The result should be every line in the data below that carries the string "with".

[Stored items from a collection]
_ _ _ _

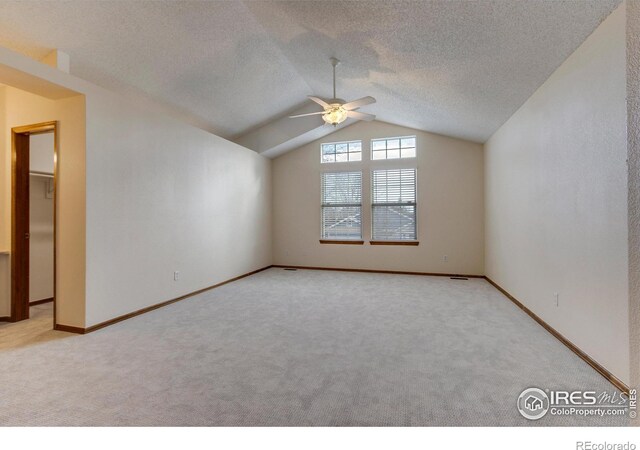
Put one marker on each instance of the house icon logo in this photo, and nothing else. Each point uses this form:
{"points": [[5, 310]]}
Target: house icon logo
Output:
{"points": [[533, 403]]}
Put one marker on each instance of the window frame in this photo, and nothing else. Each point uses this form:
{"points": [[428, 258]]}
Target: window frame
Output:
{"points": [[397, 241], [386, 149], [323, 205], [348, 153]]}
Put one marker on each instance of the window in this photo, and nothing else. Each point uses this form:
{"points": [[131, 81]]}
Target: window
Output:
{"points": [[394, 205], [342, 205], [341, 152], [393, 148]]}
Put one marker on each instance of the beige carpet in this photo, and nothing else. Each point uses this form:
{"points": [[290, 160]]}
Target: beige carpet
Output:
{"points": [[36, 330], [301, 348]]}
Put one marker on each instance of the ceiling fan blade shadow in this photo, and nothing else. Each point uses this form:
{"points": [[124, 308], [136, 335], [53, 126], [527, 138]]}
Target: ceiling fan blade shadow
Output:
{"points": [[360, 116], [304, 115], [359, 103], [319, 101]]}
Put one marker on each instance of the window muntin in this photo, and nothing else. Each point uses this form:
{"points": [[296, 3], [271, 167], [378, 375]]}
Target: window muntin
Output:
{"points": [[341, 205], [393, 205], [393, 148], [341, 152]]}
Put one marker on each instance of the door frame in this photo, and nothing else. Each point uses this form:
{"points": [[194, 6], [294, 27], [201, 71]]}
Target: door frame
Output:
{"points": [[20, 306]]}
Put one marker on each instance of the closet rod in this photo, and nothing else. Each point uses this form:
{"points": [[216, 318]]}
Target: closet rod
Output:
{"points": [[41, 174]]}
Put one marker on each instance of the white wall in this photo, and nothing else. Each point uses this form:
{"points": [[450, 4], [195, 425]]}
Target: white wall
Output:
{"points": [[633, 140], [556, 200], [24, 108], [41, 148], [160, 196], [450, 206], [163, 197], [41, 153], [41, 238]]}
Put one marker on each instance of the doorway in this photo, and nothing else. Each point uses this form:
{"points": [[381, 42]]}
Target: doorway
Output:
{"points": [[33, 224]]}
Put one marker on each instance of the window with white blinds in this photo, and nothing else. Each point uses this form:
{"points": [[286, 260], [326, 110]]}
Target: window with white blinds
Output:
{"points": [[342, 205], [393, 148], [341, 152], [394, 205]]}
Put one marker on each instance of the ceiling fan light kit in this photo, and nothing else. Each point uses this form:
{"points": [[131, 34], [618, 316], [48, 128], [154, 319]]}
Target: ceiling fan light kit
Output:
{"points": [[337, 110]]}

_ _ _ _

# EXERCISE RESULT
Put one marker on each instance of the window with white blinds in this photo, and nothing else. Each point uses this form:
Target: window with white blinds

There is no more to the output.